-- Begin Input for this task --
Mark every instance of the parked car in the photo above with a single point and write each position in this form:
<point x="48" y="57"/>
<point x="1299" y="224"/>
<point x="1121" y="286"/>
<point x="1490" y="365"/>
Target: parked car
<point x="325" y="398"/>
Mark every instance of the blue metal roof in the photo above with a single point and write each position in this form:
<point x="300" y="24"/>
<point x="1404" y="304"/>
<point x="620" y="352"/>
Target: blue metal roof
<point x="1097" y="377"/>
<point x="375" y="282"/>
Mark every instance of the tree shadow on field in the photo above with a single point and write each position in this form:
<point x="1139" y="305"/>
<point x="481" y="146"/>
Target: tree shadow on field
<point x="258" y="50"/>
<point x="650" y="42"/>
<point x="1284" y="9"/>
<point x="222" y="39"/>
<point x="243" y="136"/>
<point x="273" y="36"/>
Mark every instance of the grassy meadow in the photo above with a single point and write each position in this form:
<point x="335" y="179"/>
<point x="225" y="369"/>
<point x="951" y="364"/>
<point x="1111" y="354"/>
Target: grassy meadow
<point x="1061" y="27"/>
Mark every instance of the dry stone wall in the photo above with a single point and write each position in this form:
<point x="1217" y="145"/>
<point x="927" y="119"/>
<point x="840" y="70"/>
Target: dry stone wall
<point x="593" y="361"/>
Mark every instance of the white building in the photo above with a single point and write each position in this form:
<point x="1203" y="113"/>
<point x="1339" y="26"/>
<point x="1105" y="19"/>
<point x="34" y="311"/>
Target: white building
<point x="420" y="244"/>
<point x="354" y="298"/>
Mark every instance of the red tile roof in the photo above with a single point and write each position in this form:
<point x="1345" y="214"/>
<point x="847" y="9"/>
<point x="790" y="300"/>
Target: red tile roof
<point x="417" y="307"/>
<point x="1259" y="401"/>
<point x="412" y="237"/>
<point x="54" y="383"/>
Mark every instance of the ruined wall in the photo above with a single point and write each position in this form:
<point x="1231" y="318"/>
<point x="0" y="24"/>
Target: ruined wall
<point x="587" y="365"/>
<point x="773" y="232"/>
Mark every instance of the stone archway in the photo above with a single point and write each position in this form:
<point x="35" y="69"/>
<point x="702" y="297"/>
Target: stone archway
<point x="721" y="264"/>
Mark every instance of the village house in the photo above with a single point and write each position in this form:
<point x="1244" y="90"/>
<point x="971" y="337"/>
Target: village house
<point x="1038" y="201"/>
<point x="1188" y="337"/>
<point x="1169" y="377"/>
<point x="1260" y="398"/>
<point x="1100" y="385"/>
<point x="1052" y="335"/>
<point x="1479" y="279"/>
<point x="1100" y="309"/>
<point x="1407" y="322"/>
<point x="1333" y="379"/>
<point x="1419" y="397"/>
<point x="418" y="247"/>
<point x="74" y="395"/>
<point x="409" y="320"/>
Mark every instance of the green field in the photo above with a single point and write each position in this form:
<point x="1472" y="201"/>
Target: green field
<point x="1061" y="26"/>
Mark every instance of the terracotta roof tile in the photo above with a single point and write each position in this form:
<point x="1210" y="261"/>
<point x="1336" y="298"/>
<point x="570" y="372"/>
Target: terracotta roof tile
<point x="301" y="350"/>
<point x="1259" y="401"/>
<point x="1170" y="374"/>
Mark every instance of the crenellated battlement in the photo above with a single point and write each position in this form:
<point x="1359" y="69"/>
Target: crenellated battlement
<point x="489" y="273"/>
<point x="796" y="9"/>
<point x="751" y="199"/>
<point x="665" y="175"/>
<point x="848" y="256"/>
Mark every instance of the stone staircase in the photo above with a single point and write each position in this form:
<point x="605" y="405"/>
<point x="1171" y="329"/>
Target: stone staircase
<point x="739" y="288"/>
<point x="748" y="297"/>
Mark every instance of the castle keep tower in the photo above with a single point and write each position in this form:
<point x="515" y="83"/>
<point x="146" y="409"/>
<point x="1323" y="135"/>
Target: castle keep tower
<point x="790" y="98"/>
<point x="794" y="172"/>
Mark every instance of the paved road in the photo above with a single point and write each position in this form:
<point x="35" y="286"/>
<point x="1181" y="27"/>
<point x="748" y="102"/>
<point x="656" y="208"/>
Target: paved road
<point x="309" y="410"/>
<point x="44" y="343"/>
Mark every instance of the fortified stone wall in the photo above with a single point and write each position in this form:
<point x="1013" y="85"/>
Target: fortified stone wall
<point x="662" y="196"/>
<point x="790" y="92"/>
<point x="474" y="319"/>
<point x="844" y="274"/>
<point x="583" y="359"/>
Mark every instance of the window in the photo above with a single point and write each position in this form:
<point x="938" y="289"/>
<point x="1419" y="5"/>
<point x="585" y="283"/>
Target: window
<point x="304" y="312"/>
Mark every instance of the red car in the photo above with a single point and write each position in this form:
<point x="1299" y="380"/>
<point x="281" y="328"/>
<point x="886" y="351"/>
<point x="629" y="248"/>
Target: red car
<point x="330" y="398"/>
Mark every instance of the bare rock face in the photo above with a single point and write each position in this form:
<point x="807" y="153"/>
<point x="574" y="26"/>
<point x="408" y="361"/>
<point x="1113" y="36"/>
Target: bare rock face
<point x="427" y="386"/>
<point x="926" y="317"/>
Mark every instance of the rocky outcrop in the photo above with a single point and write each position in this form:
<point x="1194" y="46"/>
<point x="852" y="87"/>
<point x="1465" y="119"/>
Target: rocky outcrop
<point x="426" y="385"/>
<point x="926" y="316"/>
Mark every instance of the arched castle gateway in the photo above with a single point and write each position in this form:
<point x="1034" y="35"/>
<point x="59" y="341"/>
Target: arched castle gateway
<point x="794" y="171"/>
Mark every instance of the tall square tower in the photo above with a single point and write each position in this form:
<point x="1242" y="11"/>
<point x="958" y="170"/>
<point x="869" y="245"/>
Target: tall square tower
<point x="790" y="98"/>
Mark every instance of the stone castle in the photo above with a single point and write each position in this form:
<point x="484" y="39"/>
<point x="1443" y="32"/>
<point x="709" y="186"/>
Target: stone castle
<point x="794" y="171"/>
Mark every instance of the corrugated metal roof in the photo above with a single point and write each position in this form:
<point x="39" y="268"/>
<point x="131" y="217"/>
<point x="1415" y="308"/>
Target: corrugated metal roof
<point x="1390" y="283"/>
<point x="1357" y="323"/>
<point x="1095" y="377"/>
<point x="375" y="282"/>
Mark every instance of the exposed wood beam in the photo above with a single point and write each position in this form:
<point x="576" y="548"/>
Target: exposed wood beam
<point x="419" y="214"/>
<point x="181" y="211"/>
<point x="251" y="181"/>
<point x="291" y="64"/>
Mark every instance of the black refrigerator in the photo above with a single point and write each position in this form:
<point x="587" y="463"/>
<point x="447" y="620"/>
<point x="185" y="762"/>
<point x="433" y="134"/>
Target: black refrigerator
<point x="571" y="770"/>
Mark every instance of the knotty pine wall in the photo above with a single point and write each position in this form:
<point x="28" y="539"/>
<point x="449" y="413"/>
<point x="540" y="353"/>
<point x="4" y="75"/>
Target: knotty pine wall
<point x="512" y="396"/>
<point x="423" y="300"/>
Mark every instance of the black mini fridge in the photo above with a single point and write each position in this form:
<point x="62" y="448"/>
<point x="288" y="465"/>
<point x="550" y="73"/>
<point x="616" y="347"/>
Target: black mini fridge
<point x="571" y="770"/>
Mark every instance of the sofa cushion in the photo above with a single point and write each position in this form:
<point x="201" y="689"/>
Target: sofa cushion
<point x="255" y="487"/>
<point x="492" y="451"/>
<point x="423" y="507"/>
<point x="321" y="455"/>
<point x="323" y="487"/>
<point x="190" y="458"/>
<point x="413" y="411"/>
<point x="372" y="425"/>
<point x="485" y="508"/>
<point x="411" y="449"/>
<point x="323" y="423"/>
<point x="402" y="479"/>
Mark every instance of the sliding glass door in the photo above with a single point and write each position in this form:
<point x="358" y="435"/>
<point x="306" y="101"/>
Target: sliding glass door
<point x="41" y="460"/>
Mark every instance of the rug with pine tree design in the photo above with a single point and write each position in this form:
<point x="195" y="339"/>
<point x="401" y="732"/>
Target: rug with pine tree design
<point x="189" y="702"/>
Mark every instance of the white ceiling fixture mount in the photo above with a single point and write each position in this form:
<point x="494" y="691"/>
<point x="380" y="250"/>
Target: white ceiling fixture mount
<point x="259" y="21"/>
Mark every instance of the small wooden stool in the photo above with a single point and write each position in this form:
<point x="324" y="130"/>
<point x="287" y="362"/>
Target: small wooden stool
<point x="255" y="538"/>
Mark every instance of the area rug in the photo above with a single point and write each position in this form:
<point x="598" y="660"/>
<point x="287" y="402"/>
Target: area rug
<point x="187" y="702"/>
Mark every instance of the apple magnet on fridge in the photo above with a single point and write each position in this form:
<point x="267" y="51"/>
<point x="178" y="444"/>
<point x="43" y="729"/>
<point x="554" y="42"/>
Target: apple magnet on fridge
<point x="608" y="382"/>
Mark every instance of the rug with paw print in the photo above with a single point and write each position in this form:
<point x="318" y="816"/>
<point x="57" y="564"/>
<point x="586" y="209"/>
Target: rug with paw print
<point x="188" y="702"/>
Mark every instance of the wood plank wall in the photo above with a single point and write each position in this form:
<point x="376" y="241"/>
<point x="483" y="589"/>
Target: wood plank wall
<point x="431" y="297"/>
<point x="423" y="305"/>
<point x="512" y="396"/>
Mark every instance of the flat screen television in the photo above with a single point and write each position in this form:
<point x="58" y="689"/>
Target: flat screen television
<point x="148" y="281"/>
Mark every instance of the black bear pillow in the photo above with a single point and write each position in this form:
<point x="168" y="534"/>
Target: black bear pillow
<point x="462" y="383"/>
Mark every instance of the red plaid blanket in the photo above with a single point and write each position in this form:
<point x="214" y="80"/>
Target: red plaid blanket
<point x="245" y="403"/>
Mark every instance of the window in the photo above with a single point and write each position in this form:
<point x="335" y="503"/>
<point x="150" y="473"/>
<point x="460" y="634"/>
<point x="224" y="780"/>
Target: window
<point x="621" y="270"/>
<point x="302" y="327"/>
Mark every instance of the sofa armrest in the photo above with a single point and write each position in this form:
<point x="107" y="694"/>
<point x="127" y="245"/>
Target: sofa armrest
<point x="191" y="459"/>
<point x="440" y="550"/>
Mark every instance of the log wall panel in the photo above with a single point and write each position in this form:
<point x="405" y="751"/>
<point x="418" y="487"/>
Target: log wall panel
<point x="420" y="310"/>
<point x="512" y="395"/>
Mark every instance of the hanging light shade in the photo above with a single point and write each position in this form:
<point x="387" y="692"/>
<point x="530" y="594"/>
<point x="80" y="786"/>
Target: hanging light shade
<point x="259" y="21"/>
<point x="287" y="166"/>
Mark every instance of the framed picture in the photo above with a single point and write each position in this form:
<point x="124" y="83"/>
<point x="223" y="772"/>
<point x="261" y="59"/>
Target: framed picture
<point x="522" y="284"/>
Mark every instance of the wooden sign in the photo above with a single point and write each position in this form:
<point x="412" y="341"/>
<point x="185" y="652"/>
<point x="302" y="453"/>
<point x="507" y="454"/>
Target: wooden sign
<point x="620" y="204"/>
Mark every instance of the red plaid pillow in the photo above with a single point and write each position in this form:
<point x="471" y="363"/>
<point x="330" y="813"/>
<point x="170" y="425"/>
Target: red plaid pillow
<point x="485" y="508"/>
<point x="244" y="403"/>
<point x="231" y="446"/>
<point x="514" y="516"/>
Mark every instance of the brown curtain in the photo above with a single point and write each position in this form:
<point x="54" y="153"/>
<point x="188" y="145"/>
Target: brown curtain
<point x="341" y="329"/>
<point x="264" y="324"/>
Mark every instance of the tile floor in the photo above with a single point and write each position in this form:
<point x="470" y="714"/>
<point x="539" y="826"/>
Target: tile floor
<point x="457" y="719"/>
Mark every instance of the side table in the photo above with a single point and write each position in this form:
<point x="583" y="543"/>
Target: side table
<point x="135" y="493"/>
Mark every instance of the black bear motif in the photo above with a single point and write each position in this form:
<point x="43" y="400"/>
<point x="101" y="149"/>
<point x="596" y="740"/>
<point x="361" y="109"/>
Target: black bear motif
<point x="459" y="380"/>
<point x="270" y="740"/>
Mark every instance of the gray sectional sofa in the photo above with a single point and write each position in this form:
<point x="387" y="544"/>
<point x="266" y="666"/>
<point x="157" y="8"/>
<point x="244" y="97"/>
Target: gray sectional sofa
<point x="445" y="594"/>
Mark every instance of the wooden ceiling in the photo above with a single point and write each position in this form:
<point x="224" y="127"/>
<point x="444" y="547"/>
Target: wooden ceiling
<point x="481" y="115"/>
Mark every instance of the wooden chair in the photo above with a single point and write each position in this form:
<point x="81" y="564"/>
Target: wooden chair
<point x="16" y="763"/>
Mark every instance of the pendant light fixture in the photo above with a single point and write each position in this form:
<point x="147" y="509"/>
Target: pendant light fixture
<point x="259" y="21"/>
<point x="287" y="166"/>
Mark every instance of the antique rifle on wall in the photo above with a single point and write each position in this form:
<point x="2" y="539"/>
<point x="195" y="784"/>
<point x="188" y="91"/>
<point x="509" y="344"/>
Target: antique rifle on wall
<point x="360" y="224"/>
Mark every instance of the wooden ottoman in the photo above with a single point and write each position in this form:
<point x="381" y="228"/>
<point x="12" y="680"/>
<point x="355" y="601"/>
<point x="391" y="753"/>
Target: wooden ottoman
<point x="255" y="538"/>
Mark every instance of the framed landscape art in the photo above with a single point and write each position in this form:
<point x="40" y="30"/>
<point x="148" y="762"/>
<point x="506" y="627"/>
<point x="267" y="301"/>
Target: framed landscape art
-- End Input for this task --
Repeat exactly, and only, the lines from the line containing "Mark every instance of the antique" through the last line of the records above, both included.

Mark every instance of the antique rifle on wall in the photo above with a single point and write each position in this form:
<point x="2" y="539"/>
<point x="195" y="784"/>
<point x="188" y="91"/>
<point x="509" y="344"/>
Target: antique rifle on wall
<point x="360" y="224"/>
Mark every instance of the wooden ottoman in the photo above with a single point and write each position in this form:
<point x="381" y="228"/>
<point x="12" y="680"/>
<point x="355" y="601"/>
<point x="391" y="753"/>
Target: wooden ottoman
<point x="255" y="538"/>
Mark every instance of the framed landscape art in the photo above with a single point and write each position in this form:
<point x="40" y="30"/>
<point x="148" y="762"/>
<point x="506" y="627"/>
<point x="267" y="301"/>
Target: framed landscape art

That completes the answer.